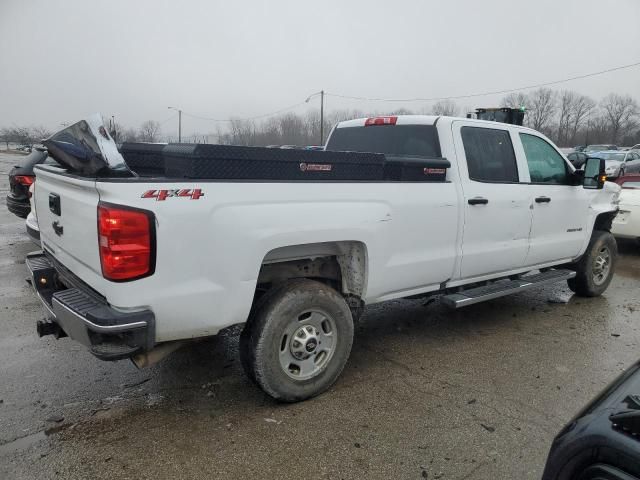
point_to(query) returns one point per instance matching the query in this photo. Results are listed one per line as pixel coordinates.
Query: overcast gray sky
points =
(133, 59)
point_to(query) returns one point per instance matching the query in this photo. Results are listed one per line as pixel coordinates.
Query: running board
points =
(501, 288)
▬▬▬▬▬▬▬▬▬▬
■ **AIM OF THE EXERCISE**
Write out every line of the rows again, requests included, but add 75 to each coordinate number in the answers. Leave the pictures out.

■ **EXPECTED ANSWER**
point_to(query) returns one point per instance matching the query in this photo. Results are listed one per line as pixel coordinates.
Query: overcast gray sky
points =
(208, 134)
point_to(query) returns one point per instance matching the query in this photo. Results are listed one per line as pixel coordinates.
Query: running board
points =
(576, 363)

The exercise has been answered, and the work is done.